→ **Task instructions**
1. In the thread on Kiwix search indexes, reproduce the passage between "That's fair. I" and "Just a thought!", inclusive, changing "compromise" to "approach".
2. According to the thread on Kiwix search indexes, what tool can be used to reduce the size of the Xapian index directory?

Hi Emmanuel,
sorry for replying so late.
emmanuel@engelhart.org schrieb:
Question 1:
From the change log I see that kiwix is using
a prominent search engine (Xapian) instead of the mechanism ZimReader/Writer are using. Is there an easy way to reuse an index produced by Kiwix on a different machines?
Yes although this is not trivial, the Xapian database is in your ~/.www.kiwix.org directory ([md5sum].index directory) You can copy it to every other profile/account/computer and like that Kiwix will be able to search trough a ZIM without running the indexing process. To reduce the size of the directory, you can also use "xapian-compact".
Good to know :-)
We know, they are a list of improvements to do to improve the current index management usability.
Question 2: Are there plans to enable Kiwix to read reusable indexes of the format released for ZimReader/ Writer?
I have nothing against to make Kiwix compatible with different search engine backends... but this is not a priority yet for me. I think I will do it in a middle far future, as soon as I have time for that or if for any reason a user really need that.
That's fair. I was just curious with respect to porting to arm or similar less capable architectures.
Question 3: Are there plans to enable Kiwix to produce such a reusable index.
Not sure to understand the question? Do you speak from the ZIM indexes ? In this case, cf. Question2 comment.
When integrating index search into kiwix you want to integrate index generation (indexer) as well. Did I get you right?
Since zimlib already does the index search and is an essential part of kiwix it might be a good compromise to first enable kiwix for searching a zim index, then in the "middle far future" integrate zim index generation as well. Just a thought!
Question 4: Wouldn't it be desirable to deliver reusable indexes together with zim-article-databases for all those people with less capable devices (mids, netbooks, phones) on the Kiwix site?
I do not believe having only one type of search engine is good at all: usages are multiple and for this reason with have different search engines. I think the ZIM format should not forced the user to make a choice.
Agreed! Open source is about choice - at least somtimes ;-).
I also think, we have to be able to spread contents without data twice (with indexes).
Agreed, as long as the user has the means to produce the index.

→ **Location identification entries**
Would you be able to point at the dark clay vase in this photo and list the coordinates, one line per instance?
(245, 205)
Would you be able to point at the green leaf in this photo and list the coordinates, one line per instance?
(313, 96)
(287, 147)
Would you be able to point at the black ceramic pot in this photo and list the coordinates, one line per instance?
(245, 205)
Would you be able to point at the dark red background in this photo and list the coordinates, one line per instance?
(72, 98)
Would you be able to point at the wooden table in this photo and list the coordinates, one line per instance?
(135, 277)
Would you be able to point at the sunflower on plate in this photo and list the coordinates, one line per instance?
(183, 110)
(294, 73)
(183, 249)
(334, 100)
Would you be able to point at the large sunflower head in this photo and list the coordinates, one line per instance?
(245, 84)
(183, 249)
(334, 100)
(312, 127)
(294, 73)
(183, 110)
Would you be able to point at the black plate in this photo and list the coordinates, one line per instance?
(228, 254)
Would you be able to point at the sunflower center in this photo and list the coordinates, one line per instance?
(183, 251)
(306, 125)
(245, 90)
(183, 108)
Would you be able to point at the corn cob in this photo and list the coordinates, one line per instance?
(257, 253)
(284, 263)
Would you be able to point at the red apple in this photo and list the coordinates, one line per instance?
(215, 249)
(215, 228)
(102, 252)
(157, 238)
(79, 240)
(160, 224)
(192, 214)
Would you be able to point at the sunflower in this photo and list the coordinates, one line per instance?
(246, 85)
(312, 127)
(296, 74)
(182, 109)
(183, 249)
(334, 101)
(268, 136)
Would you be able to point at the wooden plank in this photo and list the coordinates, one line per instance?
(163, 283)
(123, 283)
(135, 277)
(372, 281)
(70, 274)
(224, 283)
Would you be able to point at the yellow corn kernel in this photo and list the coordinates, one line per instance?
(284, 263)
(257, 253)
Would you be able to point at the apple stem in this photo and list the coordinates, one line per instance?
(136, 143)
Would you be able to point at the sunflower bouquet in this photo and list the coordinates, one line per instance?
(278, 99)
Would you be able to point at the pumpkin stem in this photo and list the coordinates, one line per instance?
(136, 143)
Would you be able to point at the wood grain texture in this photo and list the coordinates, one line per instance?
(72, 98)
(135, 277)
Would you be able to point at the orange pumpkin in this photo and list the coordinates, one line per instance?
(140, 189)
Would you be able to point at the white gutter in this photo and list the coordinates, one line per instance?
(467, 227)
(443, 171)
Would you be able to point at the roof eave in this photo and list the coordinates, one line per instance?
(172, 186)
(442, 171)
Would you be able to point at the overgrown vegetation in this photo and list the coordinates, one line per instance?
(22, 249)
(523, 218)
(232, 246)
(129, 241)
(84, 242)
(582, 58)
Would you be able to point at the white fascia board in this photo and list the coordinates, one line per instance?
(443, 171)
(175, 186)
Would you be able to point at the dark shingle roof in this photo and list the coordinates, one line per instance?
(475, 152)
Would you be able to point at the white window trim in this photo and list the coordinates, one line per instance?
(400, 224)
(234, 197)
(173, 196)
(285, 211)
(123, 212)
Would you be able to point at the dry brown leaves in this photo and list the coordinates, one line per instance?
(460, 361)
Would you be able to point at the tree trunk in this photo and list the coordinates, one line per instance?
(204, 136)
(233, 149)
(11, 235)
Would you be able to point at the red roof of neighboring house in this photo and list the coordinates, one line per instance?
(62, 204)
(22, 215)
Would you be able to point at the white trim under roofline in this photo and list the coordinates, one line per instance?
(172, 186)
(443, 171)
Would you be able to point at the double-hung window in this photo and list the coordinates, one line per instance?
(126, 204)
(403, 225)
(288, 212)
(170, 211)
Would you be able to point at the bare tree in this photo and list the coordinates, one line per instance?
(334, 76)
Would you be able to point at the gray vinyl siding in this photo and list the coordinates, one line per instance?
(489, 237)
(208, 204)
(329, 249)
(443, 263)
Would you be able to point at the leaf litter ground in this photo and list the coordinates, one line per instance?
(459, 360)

→ **Full answers**
1.
That's fair. I was just curious with respect to porting to arm or similar less capable architectures.
Question 3: Are there plans to enable Kiwix to produce such a reusable index.
Not sure to understand the question? Do you speak from the ZIM indexes ? In this case, cf. Question2 comment.
When integrating index search into kiwix you want to integrate index generation (indexer) as well. Did I get you right?
Since zimlib already does the index search and is an essential part of kiwix it might be a good approach to first enable kiwix for searching a zim index, then in the "middle far future" integrate zim index generation as well. Just a thought!

2. xapian-compact